Every line from the one containing "Task: indicate the calm" to the final line of the material below must be reproduced exactly; leave out all other lines.

Entries provided Block Start

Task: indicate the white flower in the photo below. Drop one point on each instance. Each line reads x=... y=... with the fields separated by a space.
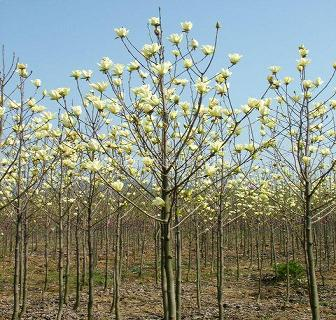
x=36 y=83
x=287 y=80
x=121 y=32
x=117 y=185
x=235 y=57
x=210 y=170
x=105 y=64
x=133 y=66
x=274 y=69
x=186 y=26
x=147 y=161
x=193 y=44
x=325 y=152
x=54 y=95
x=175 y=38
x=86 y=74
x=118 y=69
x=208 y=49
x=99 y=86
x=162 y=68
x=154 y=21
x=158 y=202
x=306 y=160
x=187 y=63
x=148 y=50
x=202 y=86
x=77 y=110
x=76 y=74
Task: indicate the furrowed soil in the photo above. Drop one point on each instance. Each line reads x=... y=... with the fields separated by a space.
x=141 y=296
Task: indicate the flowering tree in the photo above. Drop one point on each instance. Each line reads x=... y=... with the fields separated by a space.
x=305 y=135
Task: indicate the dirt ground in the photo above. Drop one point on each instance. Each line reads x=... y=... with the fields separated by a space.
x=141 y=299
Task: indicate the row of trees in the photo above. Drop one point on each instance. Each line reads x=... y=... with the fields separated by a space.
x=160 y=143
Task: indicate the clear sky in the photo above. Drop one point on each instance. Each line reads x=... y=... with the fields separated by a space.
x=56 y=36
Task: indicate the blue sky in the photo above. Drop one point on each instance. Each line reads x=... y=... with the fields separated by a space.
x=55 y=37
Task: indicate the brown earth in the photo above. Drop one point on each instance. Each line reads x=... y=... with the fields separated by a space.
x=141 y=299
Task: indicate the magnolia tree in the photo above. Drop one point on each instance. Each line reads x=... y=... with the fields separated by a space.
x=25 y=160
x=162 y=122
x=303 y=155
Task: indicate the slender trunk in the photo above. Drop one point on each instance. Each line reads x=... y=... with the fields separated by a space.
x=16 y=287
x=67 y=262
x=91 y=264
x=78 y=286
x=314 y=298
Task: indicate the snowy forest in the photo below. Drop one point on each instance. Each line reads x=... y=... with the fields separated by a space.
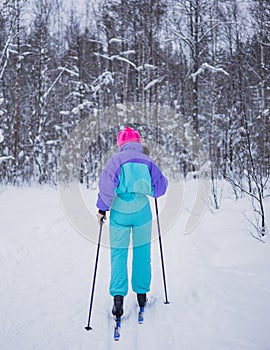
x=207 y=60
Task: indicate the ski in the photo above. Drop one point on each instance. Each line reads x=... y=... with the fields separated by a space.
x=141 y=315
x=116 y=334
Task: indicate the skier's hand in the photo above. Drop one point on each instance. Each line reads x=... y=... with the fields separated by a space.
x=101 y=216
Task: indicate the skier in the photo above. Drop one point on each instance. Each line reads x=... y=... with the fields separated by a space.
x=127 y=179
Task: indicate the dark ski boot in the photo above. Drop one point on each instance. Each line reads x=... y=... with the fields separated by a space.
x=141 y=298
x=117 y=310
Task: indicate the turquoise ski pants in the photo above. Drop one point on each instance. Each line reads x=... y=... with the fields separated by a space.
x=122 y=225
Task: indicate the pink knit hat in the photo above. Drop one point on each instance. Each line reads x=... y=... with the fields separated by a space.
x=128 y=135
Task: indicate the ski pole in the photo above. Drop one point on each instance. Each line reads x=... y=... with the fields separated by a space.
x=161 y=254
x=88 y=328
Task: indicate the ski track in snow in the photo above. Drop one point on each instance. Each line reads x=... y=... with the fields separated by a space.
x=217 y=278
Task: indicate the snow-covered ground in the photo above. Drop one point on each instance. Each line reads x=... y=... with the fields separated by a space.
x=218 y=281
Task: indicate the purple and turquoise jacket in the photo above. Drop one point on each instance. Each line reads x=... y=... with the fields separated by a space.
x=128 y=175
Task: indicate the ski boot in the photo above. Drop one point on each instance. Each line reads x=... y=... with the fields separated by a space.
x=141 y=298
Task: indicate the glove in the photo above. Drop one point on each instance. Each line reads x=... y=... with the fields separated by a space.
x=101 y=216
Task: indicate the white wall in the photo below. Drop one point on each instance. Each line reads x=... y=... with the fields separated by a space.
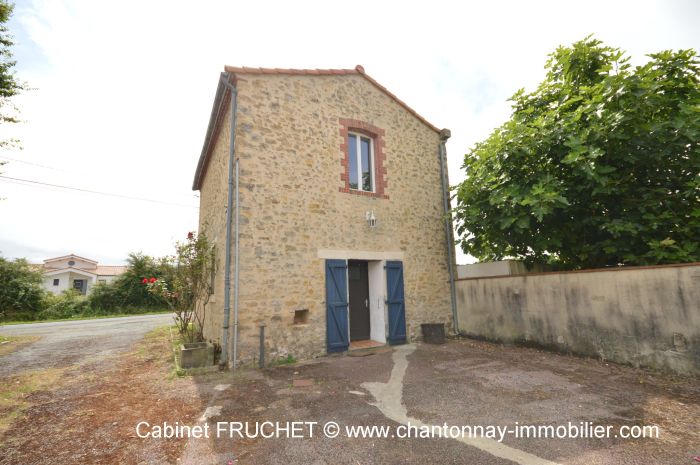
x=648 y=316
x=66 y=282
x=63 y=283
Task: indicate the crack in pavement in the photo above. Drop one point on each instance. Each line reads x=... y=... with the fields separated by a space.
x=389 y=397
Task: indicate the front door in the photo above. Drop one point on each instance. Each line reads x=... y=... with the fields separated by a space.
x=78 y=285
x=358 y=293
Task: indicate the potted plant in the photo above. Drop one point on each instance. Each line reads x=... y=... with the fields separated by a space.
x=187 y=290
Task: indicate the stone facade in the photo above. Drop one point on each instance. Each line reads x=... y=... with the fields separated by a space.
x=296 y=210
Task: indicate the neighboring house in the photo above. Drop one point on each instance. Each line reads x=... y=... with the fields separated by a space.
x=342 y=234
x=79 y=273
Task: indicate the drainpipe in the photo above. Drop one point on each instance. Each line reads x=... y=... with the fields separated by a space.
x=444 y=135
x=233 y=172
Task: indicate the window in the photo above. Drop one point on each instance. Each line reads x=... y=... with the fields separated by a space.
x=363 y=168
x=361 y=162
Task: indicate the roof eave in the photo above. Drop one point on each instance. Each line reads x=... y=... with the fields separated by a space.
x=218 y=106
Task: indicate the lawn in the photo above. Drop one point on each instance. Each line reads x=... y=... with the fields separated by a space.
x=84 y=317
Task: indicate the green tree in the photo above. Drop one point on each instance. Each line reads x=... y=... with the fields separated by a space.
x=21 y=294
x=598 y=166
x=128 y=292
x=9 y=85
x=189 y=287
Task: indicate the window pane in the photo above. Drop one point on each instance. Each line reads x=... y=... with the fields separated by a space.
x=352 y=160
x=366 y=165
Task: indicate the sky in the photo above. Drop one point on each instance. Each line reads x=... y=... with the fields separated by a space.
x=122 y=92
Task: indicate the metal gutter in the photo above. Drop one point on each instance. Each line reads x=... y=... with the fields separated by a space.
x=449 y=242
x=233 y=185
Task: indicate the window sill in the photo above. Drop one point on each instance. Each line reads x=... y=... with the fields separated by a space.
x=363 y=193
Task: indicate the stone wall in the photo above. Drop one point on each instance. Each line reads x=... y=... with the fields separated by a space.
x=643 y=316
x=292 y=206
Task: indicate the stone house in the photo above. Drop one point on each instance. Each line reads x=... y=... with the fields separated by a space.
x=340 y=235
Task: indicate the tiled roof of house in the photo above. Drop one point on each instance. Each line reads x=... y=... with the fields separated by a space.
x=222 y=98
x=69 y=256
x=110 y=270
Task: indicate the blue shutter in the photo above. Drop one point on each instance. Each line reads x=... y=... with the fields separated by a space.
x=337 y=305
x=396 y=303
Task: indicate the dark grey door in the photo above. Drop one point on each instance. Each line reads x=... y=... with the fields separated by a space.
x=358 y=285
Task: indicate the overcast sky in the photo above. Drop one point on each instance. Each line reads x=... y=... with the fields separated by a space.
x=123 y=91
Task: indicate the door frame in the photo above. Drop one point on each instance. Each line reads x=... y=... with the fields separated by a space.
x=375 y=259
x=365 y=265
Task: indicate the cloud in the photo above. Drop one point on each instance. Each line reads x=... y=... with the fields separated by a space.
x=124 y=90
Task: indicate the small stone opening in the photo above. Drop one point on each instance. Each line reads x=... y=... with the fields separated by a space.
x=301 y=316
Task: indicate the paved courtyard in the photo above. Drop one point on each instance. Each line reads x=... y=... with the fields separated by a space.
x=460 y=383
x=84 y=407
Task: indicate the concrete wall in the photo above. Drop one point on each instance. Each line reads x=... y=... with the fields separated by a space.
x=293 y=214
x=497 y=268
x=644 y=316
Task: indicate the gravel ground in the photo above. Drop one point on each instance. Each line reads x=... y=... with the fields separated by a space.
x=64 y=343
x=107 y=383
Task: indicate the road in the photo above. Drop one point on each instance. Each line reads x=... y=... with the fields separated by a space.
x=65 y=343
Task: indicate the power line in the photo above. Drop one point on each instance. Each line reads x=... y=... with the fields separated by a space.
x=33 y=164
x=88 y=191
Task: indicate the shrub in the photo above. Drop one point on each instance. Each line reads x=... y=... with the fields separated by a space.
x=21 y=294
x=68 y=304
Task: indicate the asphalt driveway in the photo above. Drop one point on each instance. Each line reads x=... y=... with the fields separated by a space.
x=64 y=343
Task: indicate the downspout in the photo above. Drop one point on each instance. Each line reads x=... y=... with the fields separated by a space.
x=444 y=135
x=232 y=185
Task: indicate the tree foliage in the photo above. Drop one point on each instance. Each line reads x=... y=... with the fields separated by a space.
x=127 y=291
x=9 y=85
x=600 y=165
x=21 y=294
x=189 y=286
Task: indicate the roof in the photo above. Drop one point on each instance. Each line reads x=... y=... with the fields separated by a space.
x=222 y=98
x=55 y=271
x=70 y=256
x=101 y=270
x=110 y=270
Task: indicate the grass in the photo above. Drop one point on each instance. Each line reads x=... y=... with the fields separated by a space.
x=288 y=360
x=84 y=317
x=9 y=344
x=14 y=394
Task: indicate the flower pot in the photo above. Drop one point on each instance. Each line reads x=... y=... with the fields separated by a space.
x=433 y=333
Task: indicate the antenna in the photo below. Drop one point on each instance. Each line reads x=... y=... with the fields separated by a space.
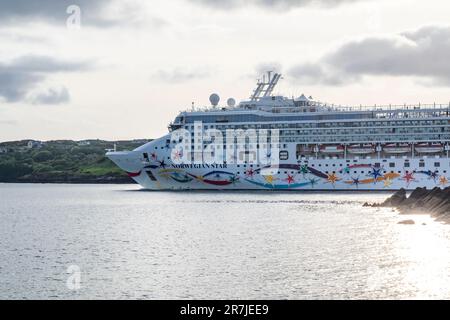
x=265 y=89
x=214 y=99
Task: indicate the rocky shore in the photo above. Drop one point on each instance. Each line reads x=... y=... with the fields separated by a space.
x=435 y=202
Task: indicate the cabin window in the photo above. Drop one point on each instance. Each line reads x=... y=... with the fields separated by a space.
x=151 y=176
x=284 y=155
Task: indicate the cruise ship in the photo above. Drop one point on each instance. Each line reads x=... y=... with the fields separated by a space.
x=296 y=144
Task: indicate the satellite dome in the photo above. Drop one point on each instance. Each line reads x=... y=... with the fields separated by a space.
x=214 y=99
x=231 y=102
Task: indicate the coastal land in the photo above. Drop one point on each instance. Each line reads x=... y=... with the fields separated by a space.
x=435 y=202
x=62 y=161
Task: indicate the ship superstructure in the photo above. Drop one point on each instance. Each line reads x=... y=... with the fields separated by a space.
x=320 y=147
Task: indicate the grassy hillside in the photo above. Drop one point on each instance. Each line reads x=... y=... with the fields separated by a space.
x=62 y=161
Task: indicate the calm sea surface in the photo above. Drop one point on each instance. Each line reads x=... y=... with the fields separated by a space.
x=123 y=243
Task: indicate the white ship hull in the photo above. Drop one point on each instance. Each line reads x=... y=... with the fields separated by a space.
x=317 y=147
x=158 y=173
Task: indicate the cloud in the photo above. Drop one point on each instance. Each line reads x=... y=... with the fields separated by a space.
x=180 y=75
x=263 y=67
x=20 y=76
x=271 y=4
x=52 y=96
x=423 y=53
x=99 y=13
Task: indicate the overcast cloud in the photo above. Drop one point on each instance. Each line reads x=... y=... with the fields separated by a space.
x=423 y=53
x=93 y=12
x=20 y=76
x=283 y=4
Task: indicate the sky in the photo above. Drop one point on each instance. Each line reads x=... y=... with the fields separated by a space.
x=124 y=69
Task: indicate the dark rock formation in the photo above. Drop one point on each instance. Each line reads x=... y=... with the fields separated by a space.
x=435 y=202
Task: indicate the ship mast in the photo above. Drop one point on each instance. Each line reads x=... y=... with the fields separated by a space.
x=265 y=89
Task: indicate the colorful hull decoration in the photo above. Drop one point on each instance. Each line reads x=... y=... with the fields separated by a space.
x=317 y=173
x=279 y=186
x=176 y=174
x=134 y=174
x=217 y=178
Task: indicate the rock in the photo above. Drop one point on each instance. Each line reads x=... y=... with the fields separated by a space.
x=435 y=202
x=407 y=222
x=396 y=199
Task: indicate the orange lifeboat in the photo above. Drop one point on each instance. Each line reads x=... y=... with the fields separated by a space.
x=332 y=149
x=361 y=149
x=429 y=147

Entries provided Block End

- **Output for this exercise**
Task: indicate the calm sea surface in the photo above. Drop one point on each instance. Each line reads x=... y=... with the fields separated by a space.
x=123 y=243
Task: indicate the white ship hull in the photo above. Drop one point on each instance. Each line reads x=... y=... with the fields separated by a space.
x=317 y=147
x=158 y=173
Task: indicate the cloud in the photo above. Drop one point on each instance. Each line reads x=... y=... with the fields separated by a space.
x=180 y=75
x=263 y=67
x=20 y=76
x=271 y=4
x=52 y=96
x=423 y=53
x=99 y=13
Task: indicate the overcast cloud in the photo above. Drop one point on each instance. Each line reads x=... y=... with the fields separated by a space.
x=423 y=53
x=93 y=12
x=20 y=76
x=283 y=4
Task: indicate the sky in the photo above. Drop one point on each instance. Each line reads x=... y=... with the fields separated by a space.
x=124 y=69
Task: indicate the dark rock formation in the photo above. Drop one point on each instance. Each line reads x=... y=... with the fields separated by a space.
x=435 y=202
Task: indicate the ship mast in the photo above. Drop one point on each instance. Each line reads x=... y=... with the fields separated by a space.
x=265 y=89
Task: indicate the colorful hull decoration in the photo above. Drop one point on each instance. Each line reads x=... y=... with the fields separated by a space.
x=317 y=173
x=279 y=186
x=176 y=174
x=134 y=174
x=217 y=178
Task: indicate the rock in the photo above. Drop one point on each instance. Each line reads x=... y=... with the fields separated by a space.
x=435 y=202
x=407 y=222
x=396 y=199
Task: indicate the orange lifeboat in the photo above. Drop one point on each instance. Each line reads x=... y=... with the fields separated by a space.
x=332 y=149
x=361 y=149
x=429 y=147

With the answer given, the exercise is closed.